**Excerpt:**
= Beginning of Section =

Many people dismiss the medical advice of getting annual blood tests and do not get one until things get serious. In fact, blood testing is a sure-fire way to diagnose underlying health conditions.
Your doctor may recommend routine blood tests for the important purpose of catching underlying illnesses before they become an issue. The following is a list of bloodwork that you should get done annually to maintain your health.
This blood test is done to check the levels of the two types of cholesterol: high-density lipoprotein (HDL) and low-density lipoprotein (LDL). This bloodwork is necessary to have done as you age.
HDL is good cholesterol the body needs. It helps the liver breakdown down toxic substances to remove them from the blood and the body through excretion.
LDL is bad cholesterol. It causes plaque that clogs arteries.

= End of Section =

**Natural-language object grounding data:**
= Beginning of Section =

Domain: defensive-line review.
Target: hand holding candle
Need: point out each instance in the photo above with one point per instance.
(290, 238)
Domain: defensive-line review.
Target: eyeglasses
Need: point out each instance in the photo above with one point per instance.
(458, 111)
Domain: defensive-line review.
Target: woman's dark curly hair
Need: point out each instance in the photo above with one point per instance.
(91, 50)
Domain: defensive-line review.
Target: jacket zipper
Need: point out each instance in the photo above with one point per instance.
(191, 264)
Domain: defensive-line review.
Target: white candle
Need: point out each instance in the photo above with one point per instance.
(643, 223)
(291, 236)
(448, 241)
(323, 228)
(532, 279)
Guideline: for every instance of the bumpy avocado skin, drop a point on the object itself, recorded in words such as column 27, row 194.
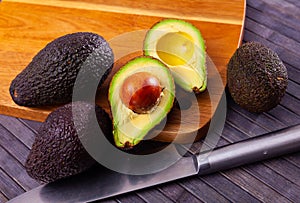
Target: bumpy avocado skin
column 57, row 151
column 50, row 76
column 257, row 78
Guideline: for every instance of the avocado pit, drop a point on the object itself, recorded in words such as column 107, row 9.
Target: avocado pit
column 175, row 48
column 141, row 92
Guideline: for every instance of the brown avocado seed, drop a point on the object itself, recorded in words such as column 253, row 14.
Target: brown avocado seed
column 140, row 92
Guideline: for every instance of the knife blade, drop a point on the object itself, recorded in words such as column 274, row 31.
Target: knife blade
column 100, row 183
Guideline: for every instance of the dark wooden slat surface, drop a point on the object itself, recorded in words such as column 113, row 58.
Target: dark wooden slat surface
column 274, row 23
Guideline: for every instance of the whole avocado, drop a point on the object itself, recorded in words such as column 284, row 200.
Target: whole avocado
column 57, row 151
column 257, row 78
column 50, row 76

= End of Section =

**Problems to work on:**
• A. In the text on annual blood tests, condense the paragraph starting "This blood test is done" into a single shorter sentence that keeps its main facts.
• B. In the text on annual blood tests, reproduce the passage between "This blood test" and "that clogs arteries.", inclusive, swapping "arteries" for "blood vessels".

**Answers for this exercise:**
• A. This test measures the levels of both cholesterol types, high-density lipoprotein (HDL) and low-density lipoprotein (LDL), and becomes necessary with age.

• B.
This blood test is done to check the levels of the two types of cholesterol: high-density lipoprotein (HDL) and low-density lipoprotein (LDL). This bloodwork is necessary to have done as you age.
HDL is good cholesterol the body needs. It helps the liver breakdown down toxic substances to remove them from the blood and the body through excretion.
LDL is bad cholesterol. It causes plaque that clogs blood vessels.